-- begin Items --

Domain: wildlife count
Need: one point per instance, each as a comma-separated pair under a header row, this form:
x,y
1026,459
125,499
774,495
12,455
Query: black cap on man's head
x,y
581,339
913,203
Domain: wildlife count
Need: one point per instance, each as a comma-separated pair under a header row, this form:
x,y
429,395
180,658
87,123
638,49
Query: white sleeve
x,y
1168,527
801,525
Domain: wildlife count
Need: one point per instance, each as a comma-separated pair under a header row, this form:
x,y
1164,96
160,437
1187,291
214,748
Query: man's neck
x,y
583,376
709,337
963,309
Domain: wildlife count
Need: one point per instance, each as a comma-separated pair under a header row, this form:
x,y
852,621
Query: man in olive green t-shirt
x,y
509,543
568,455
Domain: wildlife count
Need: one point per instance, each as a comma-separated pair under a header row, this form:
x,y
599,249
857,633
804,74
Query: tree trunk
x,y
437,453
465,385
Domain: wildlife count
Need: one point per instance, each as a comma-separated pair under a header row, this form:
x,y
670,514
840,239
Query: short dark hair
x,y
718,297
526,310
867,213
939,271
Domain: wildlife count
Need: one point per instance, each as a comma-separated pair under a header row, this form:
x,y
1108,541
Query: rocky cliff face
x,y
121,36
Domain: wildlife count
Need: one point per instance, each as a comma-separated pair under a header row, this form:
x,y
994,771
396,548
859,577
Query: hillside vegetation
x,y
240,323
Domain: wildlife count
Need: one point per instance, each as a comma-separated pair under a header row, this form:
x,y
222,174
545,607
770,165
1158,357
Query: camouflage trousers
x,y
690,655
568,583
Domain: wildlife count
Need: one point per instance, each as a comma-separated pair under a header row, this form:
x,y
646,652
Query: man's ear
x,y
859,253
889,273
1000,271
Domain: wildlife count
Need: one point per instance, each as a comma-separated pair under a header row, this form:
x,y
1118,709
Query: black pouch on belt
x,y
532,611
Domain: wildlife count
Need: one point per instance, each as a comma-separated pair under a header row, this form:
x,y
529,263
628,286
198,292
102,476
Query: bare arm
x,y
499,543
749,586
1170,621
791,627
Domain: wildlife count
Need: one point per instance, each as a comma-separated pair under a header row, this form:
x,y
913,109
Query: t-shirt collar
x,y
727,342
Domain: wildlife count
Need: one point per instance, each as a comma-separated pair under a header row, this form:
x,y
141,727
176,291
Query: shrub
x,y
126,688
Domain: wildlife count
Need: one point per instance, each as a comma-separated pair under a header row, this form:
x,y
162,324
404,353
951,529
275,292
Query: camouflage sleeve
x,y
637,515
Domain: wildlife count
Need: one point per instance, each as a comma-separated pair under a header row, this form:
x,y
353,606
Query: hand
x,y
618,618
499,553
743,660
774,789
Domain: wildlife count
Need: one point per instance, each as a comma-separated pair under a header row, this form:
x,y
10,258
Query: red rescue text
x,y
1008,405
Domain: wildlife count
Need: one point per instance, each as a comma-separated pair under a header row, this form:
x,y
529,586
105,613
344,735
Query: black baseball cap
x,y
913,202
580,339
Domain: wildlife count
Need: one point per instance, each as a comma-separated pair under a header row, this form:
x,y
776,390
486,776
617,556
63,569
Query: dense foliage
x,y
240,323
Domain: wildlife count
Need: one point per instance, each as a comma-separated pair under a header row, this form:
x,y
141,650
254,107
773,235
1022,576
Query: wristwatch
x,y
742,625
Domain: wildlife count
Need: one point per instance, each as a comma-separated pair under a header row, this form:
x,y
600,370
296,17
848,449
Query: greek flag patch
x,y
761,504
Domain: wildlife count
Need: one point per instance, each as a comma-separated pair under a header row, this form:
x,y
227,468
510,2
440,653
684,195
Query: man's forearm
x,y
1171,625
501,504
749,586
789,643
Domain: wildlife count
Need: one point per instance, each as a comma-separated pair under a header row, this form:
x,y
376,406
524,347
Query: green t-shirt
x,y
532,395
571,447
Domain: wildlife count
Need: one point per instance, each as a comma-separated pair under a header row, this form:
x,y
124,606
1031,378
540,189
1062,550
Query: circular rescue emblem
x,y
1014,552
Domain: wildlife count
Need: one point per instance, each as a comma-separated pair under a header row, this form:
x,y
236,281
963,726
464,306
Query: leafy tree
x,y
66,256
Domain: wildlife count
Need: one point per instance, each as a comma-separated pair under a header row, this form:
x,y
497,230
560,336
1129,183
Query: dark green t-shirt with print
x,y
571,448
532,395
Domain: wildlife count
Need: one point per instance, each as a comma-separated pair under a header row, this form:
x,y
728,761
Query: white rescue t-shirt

-- end Items --

» **Short exercise**:
Quote each line above in full, word for word.

» **Result for this task**:
Domain: wildlife count
Need: one point per instance, each as a comma-separated pair under a header row, this form:
x,y
1026,459
125,499
774,495
12,455
Query: black cap on man's head
x,y
581,339
913,203
Domain: wildlife count
Need: one point per instance, each as a comma-separated pair under a header row, this form:
x,y
429,395
180,658
87,123
638,49
Query: white sleeve
x,y
1168,527
801,525
Domain: wildlife count
Need: one point per instance, each as a comma-separated pair under a header row, this form:
x,y
1164,96
160,437
1187,291
214,748
Query: man's neck
x,y
583,376
709,337
963,309
Domain: wildlife count
Need: one point per instance, each as a comma-separated pair under a header row, this form:
x,y
852,621
Query: man in olive green t-shirt
x,y
509,543
568,455
Domain: wildlife count
Need: one point per instance, each as a comma-separated pair under a header row, this form:
x,y
599,249
857,633
804,74
Query: tree trunk
x,y
437,453
465,385
Domain: wildlife count
Need: one point per instance, each as a comma-separated pair under a header row, this form:
x,y
670,514
840,239
Query: short dark hair
x,y
718,297
526,310
867,213
939,271
Domain: wildlife count
Need: one point per instance, each as a comma-separated pair under a header row, this form:
x,y
1108,541
Query: rocky cliff face
x,y
121,36
Domain: wildlife count
Need: one point per instance, each as a comma-separated pair under a header row, this form:
x,y
994,771
396,548
859,577
Query: hillside vegetation
x,y
240,323
Domain: wildlife count
Need: one point per instance, each as a comma-separated pair under a header row, this form:
x,y
222,174
545,607
770,165
1158,357
Query: camouflage trousers
x,y
690,655
568,583
Domain: wildlife count
Need: one point per instance, each as a comma-separated pair under a header row, this form:
x,y
646,652
Query: man's ear
x,y
859,253
889,273
1000,271
Domain: wildlife count
Need: one point per instance, each as a comma-separated pair under a header row, this form:
x,y
1118,709
Query: black pouch on belt
x,y
532,611
Domain: wildlife count
Need: one point per instance, each as a comma-separated pair under a header row, this form:
x,y
529,263
628,286
198,292
102,476
Query: bare arm
x,y
499,543
749,586
1170,621
791,627
Domain: wildlife count
Need: one point per instance, each as a comma-separated pair under a header row, this form:
x,y
913,109
Query: t-shirt collar
x,y
727,342
Domain: wildlife count
Need: one point per instance, each as a comma-separated pair under a header row, this form:
x,y
141,727
176,291
Query: shrub
x,y
126,688
Domain: wildlife count
Need: one point per instance, each as a comma-separated pair under a header row, this form:
x,y
162,324
404,353
951,529
275,292
Query: camouflage sleeve
x,y
637,515
Domain: wildlife count
Need: one point per instance, each as a comma-separated pair under a header row, this form:
x,y
353,606
Query: hand
x,y
618,618
499,553
743,660
774,789
Domain: wildlife count
Need: one point per instance, each as a comma-separated pair under a header row, this form:
x,y
10,258
Query: red rescue text
x,y
1008,405
Domain: wildlife count
Need: one point per instance, each as a comma-separated pair under a header row, this form:
x,y
529,586
105,613
344,735
Query: black baseball cap
x,y
913,202
580,339
Domain: wildlife count
Need: one point per instance, each as a comma-separated pair under a header row, this form:
x,y
776,390
486,776
617,556
63,569
Query: dense foliage
x,y
240,323
Domain: wildlife count
Need: one point per instance, each as a comma-separated pair under a header row, this form:
x,y
141,650
254,107
773,235
1022,576
Query: wristwatch
x,y
742,625
Domain: wildlife count
Need: one point per instance, each as a comma-separated pair under a header row, this form:
x,y
600,370
296,17
848,449
Query: greek flag patch
x,y
761,504
Domain: wildlife count
Need: one point per instance, each as a comma-separated pair under a header row, this form:
x,y
227,468
510,2
440,653
684,195
Query: man's forearm
x,y
1171,625
501,504
749,586
789,643
Domain: wildlife count
Need: one point per instance, each as a comma-separated pair under a header row, this form:
x,y
376,406
524,347
Query: green t-shirt
x,y
532,395
571,447
Domain: wildlife count
Need: one point per instance, each as a comma-separated pair under a header row, this form:
x,y
124,606
1031,378
540,189
1062,550
Query: circular rescue emblem
x,y
1014,552
Domain: wildlife count
Need: one point per instance, each as a comma-separated pair under a header row, this form:
x,y
236,281
963,726
464,306
Query: leafy tree
x,y
66,256
Domain: wildlife count
Need: one point per instance, each as a comma-separated pair under a header row, this form:
x,y
497,230
560,336
1129,183
Query: dark green t-shirt with print
x,y
571,448
532,395
Domain: wildlife count
Need: one point per instance, each as a comma-separated pair under a header row, this form:
x,y
728,761
Query: white rescue t-shirt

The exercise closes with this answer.